::: RECORD EXCERPTS

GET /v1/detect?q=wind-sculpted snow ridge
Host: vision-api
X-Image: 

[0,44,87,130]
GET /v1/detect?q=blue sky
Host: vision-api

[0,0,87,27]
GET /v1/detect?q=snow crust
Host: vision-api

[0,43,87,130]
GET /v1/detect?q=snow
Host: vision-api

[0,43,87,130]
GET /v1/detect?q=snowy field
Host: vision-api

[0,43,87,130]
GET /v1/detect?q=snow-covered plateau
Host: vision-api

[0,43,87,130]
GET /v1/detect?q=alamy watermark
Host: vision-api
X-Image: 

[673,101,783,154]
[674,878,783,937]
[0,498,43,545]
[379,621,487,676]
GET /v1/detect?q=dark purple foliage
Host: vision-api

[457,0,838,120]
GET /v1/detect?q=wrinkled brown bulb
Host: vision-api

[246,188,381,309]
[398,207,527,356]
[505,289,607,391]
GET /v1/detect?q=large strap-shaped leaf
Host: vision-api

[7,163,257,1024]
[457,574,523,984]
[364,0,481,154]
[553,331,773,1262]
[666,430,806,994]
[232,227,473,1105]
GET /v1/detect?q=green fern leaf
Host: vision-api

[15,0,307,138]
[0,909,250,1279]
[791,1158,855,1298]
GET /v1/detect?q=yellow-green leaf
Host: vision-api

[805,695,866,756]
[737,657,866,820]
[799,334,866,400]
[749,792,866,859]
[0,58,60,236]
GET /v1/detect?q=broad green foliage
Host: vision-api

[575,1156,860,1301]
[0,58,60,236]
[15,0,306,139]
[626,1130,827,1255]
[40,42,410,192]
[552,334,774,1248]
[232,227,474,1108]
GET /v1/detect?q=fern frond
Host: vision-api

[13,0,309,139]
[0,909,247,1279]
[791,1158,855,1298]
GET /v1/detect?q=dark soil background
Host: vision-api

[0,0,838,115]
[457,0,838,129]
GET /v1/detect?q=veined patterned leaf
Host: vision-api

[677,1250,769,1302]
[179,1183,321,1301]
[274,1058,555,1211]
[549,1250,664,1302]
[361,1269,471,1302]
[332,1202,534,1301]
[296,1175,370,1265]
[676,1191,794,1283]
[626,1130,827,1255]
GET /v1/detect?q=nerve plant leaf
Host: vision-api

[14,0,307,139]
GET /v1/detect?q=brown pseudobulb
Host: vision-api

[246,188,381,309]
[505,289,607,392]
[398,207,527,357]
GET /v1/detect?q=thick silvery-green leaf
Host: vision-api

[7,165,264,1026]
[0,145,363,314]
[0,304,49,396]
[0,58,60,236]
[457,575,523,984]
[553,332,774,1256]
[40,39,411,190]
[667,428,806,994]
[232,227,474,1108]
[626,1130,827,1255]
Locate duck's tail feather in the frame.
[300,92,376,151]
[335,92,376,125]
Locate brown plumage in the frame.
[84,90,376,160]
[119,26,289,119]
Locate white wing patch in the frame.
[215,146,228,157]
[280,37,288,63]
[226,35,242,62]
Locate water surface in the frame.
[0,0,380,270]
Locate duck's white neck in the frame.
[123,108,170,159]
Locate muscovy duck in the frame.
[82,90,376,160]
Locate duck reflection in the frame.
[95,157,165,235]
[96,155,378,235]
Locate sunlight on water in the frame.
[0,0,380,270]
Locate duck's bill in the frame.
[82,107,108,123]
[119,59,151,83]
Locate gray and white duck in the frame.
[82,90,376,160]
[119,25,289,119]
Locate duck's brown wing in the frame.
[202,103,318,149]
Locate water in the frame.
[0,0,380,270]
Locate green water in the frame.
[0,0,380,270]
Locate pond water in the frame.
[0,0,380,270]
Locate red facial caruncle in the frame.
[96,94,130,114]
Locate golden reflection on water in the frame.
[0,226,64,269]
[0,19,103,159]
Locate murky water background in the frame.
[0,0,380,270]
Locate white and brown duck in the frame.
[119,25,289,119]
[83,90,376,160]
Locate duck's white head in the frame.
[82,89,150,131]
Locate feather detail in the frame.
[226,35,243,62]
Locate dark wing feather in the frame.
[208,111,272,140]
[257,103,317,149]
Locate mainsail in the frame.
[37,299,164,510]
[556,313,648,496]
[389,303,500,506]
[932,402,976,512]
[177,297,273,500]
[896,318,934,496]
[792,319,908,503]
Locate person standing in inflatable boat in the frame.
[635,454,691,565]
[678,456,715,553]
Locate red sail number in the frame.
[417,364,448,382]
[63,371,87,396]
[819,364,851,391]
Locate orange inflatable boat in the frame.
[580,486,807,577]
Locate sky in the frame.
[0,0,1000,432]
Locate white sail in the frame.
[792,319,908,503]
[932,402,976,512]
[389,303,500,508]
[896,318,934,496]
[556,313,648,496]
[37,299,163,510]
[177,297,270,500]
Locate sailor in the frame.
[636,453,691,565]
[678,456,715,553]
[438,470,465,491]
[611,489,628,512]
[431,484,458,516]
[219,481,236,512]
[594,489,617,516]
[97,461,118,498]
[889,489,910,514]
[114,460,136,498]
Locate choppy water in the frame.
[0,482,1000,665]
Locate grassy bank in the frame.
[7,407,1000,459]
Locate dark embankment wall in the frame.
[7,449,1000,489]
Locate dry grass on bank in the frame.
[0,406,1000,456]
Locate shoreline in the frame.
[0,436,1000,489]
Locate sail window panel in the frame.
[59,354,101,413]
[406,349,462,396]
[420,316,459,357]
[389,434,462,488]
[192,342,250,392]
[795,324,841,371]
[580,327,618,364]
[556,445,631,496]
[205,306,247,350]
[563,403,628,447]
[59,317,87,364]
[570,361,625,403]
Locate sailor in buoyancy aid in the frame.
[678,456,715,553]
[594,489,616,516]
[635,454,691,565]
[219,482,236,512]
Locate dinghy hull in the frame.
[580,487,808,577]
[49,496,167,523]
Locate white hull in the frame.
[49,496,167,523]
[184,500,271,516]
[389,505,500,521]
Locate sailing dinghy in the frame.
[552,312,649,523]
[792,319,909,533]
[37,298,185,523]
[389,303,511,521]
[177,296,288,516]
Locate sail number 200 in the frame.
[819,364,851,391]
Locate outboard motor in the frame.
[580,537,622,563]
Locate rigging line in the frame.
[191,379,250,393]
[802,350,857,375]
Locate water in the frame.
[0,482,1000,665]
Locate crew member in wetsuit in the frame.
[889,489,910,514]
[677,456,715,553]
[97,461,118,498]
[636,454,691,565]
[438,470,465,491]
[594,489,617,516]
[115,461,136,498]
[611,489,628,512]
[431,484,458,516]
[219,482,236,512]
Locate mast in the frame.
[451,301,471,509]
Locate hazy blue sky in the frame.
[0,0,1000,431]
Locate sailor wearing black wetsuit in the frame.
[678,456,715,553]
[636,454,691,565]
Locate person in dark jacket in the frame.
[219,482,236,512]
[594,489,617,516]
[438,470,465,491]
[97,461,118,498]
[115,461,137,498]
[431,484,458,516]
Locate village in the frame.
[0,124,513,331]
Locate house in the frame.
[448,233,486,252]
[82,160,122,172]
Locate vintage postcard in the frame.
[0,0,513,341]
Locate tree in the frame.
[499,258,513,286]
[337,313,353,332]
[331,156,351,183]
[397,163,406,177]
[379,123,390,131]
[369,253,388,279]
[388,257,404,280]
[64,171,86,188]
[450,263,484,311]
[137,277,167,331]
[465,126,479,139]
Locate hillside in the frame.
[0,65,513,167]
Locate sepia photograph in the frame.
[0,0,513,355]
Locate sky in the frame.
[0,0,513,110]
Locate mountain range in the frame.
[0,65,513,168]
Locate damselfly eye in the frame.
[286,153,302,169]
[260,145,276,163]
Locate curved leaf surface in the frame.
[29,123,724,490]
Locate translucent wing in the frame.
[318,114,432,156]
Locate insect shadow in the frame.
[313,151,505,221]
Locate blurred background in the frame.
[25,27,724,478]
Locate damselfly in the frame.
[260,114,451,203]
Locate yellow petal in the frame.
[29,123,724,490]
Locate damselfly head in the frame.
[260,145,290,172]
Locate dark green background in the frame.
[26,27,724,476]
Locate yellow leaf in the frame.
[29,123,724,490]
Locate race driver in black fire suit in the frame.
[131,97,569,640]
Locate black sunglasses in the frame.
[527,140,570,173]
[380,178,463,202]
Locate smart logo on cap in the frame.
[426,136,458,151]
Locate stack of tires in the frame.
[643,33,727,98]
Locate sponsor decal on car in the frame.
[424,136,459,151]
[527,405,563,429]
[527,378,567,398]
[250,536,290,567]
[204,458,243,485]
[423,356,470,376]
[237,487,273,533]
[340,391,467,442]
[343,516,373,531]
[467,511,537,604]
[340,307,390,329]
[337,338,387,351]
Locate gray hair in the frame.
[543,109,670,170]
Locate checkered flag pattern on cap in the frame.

::::::

[WHAT THIS TASK INVOLVES] Which lines in the material contain the word "green" with matching uppercase and lowercase letters? Copy each of those lines in full.

[FINISHED ANSWER]
GET /v1/detect?q=green fern leaf
GET /v1/detect?q=yellow-green leaf
GET /v1/detect?q=broad green foliage
GET /v1/detect?q=thick silvery-green leaf
Locate green water in the frame.
Locate dark green background in the frame.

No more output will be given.